To do: Set down all of the entries below exactly, and omit the pictures.

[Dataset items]
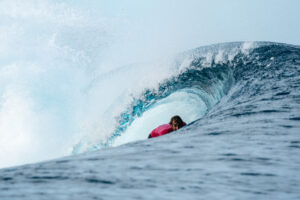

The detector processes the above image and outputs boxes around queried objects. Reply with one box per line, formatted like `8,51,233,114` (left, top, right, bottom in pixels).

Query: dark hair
169,115,185,128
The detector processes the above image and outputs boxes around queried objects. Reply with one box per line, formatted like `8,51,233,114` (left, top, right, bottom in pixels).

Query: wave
72,41,300,153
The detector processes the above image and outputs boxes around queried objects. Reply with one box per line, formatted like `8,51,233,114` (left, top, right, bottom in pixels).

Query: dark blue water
1,42,300,199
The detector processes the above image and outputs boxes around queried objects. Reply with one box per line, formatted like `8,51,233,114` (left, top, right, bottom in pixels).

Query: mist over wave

Finished task:
The detector processes the above image and outputs boxes around queried objects. Reply with one box per line, formatted like `8,51,233,114` (left, top, right, bottom in pixels).

Query: dark hair
169,115,185,128
The detector processes the above image and outputs boxes around queried objects. Reply with one box per line, formatted like `8,51,233,114` (left, top, right, bottom in pixels).

Query: wave
72,41,300,153
The detector processes the above image and outputs boxes around queried objects. Reply with one box per line, formatted like `8,51,233,114` (left, top, right, bottom in pixels).

Query: dark blue water
1,42,300,199
The detector processes the above image and outputs boxes around queried objects. Reply with one box per line, formatted like `8,51,233,114` (left, top, right, bottom in pixels).

Query: mist over wave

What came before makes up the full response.